(Collected data entries)
┄┄┄┄┄┄┄┄┄┄
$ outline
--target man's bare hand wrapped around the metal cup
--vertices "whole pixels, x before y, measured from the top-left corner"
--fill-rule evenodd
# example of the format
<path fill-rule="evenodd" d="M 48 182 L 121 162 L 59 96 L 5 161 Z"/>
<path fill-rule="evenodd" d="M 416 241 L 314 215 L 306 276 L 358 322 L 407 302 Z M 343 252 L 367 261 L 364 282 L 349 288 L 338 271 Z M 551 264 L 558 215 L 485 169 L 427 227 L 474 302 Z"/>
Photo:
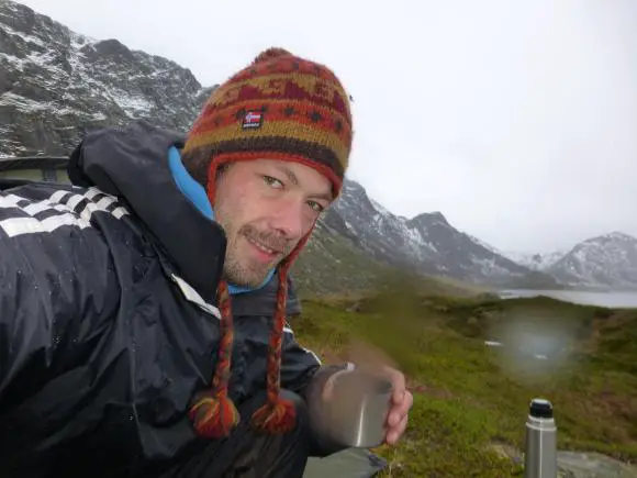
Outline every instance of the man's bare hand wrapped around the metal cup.
<path fill-rule="evenodd" d="M 371 370 L 368 370 L 371 371 Z M 342 370 L 334 374 L 323 389 L 323 399 L 327 402 L 332 398 L 334 382 L 340 374 L 347 374 L 348 370 Z M 407 426 L 409 412 L 414 403 L 412 393 L 406 389 L 405 377 L 395 368 L 387 365 L 373 370 L 373 375 L 388 379 L 392 385 L 391 405 L 387 415 L 385 443 L 394 445 L 401 438 Z"/>

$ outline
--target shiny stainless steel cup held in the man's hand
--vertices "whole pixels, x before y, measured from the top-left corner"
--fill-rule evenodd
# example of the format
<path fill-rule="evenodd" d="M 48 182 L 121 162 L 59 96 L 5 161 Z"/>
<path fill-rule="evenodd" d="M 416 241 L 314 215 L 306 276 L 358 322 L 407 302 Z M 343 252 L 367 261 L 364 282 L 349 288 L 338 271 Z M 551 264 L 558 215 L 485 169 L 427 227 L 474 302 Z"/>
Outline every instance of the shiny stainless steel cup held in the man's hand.
<path fill-rule="evenodd" d="M 356 369 L 334 378 L 326 423 L 323 424 L 328 429 L 328 434 L 340 444 L 354 448 L 382 445 L 391 407 L 391 382 Z"/>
┄┄┄┄┄┄┄┄┄┄
◆ DESCRIPTION OF THE TASK:
Given the records above, reproduce precisely and only the lines between the line holding "Outline every instance of the man's" and the line holding "--target shiny stainless", inclusive.

◆ RESPONSE TO THIS TASK:
Outline every instance of the man's bare hand wrapped around the metal cup.
<path fill-rule="evenodd" d="M 371 370 L 368 370 L 371 371 Z M 342 370 L 334 374 L 323 389 L 323 399 L 327 402 L 332 398 L 334 382 L 340 374 L 347 374 L 348 370 Z M 407 426 L 409 412 L 414 403 L 412 393 L 406 389 L 405 377 L 395 368 L 387 365 L 373 370 L 373 375 L 388 379 L 392 385 L 391 405 L 387 415 L 385 443 L 394 445 L 401 438 Z"/>

$ outline
--target shiny stainless steel cup held in the man's hand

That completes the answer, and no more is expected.